What is expected:
Go through the entries below line by line and count those containing "stalk"; the answer is that count alone.

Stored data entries
####################

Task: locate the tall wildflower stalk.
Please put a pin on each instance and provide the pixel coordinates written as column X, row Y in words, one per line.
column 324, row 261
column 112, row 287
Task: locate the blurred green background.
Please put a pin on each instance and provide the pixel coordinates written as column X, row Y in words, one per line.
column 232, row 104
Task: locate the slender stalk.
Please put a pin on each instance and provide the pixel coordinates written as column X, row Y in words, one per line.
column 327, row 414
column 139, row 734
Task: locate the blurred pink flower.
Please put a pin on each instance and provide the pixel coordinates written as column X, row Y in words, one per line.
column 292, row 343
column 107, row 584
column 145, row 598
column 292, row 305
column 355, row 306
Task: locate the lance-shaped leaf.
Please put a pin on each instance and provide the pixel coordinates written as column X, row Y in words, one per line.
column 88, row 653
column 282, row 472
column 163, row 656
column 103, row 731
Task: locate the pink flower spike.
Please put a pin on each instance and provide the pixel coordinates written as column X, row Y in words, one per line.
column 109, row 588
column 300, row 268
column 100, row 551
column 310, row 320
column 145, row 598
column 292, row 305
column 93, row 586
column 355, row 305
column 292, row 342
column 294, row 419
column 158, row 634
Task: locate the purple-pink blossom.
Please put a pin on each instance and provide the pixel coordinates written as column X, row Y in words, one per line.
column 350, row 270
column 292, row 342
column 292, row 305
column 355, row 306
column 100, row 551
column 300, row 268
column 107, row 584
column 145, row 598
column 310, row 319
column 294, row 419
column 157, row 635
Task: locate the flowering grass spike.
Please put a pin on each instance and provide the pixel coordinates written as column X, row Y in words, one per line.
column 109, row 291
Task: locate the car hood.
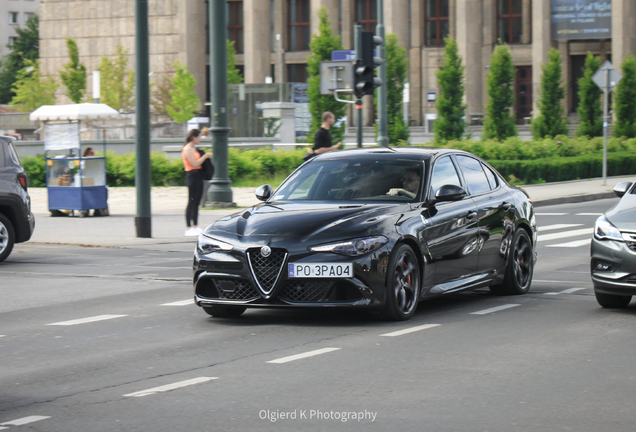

####################

Solved exercise:
2